Copy the data precisely, character for character, and leave out every picture.
_____
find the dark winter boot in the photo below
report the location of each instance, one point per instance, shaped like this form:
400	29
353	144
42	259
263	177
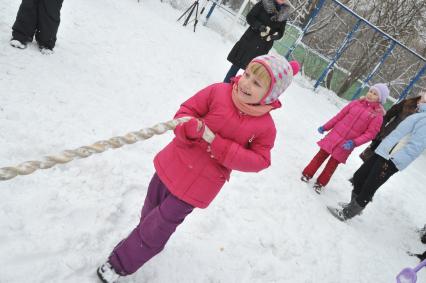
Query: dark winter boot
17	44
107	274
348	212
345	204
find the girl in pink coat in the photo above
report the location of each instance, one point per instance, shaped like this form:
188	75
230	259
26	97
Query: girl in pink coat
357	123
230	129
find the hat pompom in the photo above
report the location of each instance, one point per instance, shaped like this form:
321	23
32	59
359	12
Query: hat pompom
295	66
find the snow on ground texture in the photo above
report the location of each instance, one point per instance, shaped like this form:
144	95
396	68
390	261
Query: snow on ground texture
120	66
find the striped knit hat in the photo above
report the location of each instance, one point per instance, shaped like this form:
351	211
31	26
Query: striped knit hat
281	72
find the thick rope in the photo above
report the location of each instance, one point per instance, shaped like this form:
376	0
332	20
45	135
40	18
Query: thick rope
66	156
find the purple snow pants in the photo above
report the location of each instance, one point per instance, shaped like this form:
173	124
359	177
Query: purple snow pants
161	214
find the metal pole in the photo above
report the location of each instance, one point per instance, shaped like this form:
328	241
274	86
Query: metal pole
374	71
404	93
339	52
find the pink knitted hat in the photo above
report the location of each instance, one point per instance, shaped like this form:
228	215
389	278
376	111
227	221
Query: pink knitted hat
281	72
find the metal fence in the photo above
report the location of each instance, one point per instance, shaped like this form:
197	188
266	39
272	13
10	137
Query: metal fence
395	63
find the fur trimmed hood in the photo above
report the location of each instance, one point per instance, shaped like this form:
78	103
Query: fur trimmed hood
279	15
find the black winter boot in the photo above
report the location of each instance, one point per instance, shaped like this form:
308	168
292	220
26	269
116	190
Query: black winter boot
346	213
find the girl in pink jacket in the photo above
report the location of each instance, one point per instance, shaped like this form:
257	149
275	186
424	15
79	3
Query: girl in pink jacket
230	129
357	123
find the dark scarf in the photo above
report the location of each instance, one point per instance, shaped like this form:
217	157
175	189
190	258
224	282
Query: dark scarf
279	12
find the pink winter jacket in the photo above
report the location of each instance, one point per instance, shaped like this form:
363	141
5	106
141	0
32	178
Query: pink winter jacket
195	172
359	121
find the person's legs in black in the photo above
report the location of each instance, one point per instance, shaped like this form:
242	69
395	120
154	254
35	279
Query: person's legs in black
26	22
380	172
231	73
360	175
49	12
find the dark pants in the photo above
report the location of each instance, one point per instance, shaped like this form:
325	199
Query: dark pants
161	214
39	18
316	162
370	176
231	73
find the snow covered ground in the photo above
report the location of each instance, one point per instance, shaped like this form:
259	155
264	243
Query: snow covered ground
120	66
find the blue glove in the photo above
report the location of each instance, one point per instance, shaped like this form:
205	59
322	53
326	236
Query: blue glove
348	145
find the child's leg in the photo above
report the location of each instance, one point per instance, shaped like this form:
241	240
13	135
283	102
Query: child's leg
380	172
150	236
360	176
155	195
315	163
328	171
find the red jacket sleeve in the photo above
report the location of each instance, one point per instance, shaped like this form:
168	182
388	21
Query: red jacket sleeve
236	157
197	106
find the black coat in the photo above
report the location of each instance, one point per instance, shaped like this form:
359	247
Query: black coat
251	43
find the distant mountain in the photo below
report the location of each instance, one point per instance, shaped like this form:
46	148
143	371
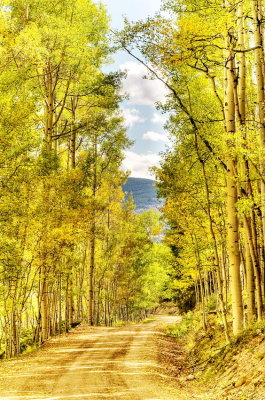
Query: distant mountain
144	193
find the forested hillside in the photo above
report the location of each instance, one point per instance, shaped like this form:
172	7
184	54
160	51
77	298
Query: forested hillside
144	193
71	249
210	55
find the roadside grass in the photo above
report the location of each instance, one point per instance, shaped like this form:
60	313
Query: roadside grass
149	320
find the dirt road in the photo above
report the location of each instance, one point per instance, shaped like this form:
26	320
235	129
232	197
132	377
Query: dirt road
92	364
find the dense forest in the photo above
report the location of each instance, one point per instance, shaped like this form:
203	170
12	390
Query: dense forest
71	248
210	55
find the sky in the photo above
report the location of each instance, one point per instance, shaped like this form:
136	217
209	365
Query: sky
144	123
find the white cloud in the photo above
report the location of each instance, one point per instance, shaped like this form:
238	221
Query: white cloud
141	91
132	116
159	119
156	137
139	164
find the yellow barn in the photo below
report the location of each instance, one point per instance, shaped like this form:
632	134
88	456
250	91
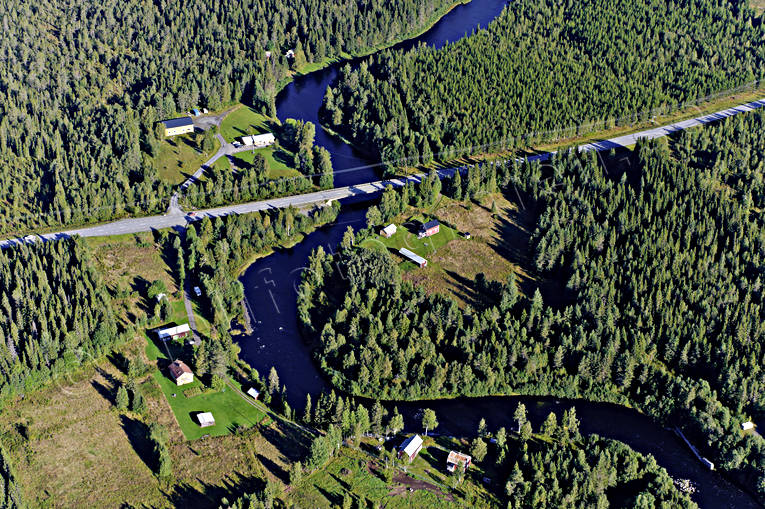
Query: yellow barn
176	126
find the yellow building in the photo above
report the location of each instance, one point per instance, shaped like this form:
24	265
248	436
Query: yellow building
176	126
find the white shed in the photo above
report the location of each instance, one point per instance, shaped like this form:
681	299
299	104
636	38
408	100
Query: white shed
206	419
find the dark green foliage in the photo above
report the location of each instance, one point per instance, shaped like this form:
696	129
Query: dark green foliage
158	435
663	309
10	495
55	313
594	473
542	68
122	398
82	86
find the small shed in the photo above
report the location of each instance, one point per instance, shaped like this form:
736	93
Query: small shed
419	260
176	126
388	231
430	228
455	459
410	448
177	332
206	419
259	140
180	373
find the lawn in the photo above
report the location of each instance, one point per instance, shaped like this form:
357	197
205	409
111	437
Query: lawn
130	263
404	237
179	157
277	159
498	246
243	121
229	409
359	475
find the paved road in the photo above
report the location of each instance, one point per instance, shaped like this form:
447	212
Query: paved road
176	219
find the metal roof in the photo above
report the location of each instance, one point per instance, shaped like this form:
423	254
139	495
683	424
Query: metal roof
_____
* **WRITTEN SOLUTION**
find the dark winter boot in the photo below
report the location of each instance, one point per instance, shaped like this form:
400	29
353	144
42	259
263	177
Query: dark winter boot
17	44
107	274
348	212
345	204
find the girl in pink coat in the photo above
report the location of each instance, one point per instance, shaped like this form:
188	75
230	259
26	97
Query: girl in pink coat
357	123
230	129
find the hat pompom in the photo above
report the location of each instance, one point per instance, shaped like this form:
321	23
32	59
359	12
Query: hat pompom
295	66
find the snow on ground texture in the photo above
report the location of each instance, one point per instance, shaped like this form:
144	95
396	68
390	261
Query: snow on ground texture
120	66
find the striped knit hat in the photo above
report the location of each instance, one point per instance, shaped like this form:
351	211
31	26
Query: striped knit hat
281	72
find the thick rope in the photo above
report the location of each instance, one point per instance, shaped like this form:
376	0
332	20
45	135
40	18
Query: thick rope
66	156
find the purple snow pants in the photo above
report the location of each instance, one point per instance, shaped like this form:
173	124
359	177
Query: purple snow pants
161	214
find the metal pole in the photo above
report the location of each instance, one point per instance, shaped like this form:
328	241
274	86
Query: metal pole
374	71
404	93
339	52
find the pink knitted hat in the photo above
report the location of each instance, one point per instance, shaped like this form:
228	215
389	278
376	111
227	221
Query: pink knitted hat
281	72
find the metal fence in the photo above
report the location of each instance, one point per instance, shaped like this form:
197	188
266	39
272	13
10	137
Query: metal fence
395	63
find the fur trimmed hood in the photo above
report the location of each instance, one point per instance, shaped like this form:
78	103
Query: fur trimmed hood
279	15
find the black winter boot in the photo above
report the location of each instance, one point per instance, shaped like this form:
308	168
292	220
26	269
116	190
Query: black winter boot
346	213
find the girl in pink jacket in the photo above
report the location of each instance, one point per instance, shaped like this form:
257	149
275	186
424	15
79	3
Query: girl in pink jacket
230	129
357	123
find the dark scarf in the photo above
report the location of each instance, one point per instance, shaped like this form:
217	157
175	189
190	258
224	282
Query: dark scarf
279	12
find the pink winter jacket in the photo above
report the location of each instance, one point per instance, shaped like this form:
363	141
5	106
141	0
32	178
Query: pink winter jacket
195	172
359	121
find the person's legs in black in the photo above
report the location of each instance, one point per instance, shaped like this form:
242	69
395	120
154	254
35	279
Query: person's legs in black
26	22
380	172
231	73
360	175
49	12
find the dark pants in the photo above
report the location of each instance, one point per instance, shaped like this form:
325	199
Query: dark pants
161	214
39	18
316	162
370	176
231	73
find the snow covered ground in the photo above
report the location of each instance, one point per instance, shaped like this form:
259	155
264	243
Query: snow covered ground
120	66
find the blue glove in the photo above
report the location of each instance, one point per instance, shaped like this form:
205	59
322	53
326	236
Query: blue glove
348	145
find the child's leg in the photo above
report the location of each instance, one point per instance, shaped like this form:
241	240
13	135
283	102
Query: child's leg
380	172
150	236
360	176
155	195
315	163
328	171
find the red jacket sleeve in the photo above
report the location of each instance, one point per instance, shaped like this form:
168	182
388	21
Query: red jacket sleeve
236	157
197	106
find the black coat in the photo above
report the location of each instance, one point per instance, shaped like this form:
359	247
Query: black coat
251	43
find the distant mountain in the photo below
report the location of each instance, one point per instance, shaped like this form:
46	148
143	371
Query: distant mountain
144	193
find the forested hillside in the photo above
report the location of each instance, one point per instance, shaped like this form:
172	7
184	54
160	51
77	298
Query: forested hillside
144	193
71	249
210	55
find the roadside grass in the photo above
report the location of each instance, one point per instance, shaped like this form:
60	313
Query: roadside grass
149	320
find the dirt road in the photo above
report the location of each instance, one point per instance, shaped like this form:
26	320
235	129
232	197
132	377
Query: dirt road
92	364
find the dense forest in the photo above
report the location of each instance, one point per instance, shaped like this form:
203	170
12	390
Query: dense forest
71	248
210	55
find the sky in the photo above
report the location of each instance, one point per instance, shaped like this form:
136	217
209	365
Query: sky
144	123
find the white cloud in the photo above
report the location of each instance, one point per instance, shaped like this form:
238	221
Query: white cloud
141	91
132	116
159	119
156	137
139	164
find the yellow barn in the photo below
report the location of each instance, one point per instance, shaped like this form:
632	134
88	456
250	91
Query: yellow barn
176	126
find the yellow building in the photo above
report the location of each instance, one point per instance, shaped like this form:
24	265
248	436
Query: yellow building
176	126
find the white shed in the photo above
report the location of each instance, one point per instance, shaped like this form:
681	299
299	104
636	38
408	100
Query: white shed
206	419
find the dark green foliage in the photo above
report the location of each instance, one point per instance, shaped like this form:
696	129
Query: dark green foliage
158	435
663	309
10	495
55	313
594	473
542	68
122	398
82	86
find the small shed in the photo above
report the location of each instance, one point per instance, shaped like this form:
736	93
Query: small shed
419	260
176	126
388	231
430	228
455	459
410	448
177	332
206	419
259	140
180	373
find the lawn in the photo above
report the location of each instance, one point per instance, shaped like this form:
357	197
205	409
111	437
Query: lawn
130	263
404	237
179	157
277	159
498	246
243	121
229	409
359	475
find the paved road in the photo above
report the location of each instance, one point per instance, shaped like this form:
447	212
Query: paved road
176	219
find the metal roof in the photo above
report the location of each instance, one point per instance, shaped like this form:
423	254
139	495
683	424
Query: metal roof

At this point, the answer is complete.